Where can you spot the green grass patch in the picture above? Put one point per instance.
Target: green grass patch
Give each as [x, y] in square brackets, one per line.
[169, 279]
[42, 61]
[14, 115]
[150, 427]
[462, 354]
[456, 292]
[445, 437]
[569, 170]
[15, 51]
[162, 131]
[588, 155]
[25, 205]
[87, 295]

■ ■ ■ ■ ■

- [What to do] Copy the entries above word for word, keeping every line as it stands.

- [Response for this exercise]
Where can you spot the green grass patch in the picture above? Put one point per instance.
Target: green grass patch
Give each as [x, y] in square brackets, one per line.
[169, 279]
[42, 61]
[14, 115]
[150, 427]
[462, 354]
[456, 292]
[445, 437]
[569, 170]
[15, 51]
[162, 131]
[588, 155]
[25, 205]
[87, 295]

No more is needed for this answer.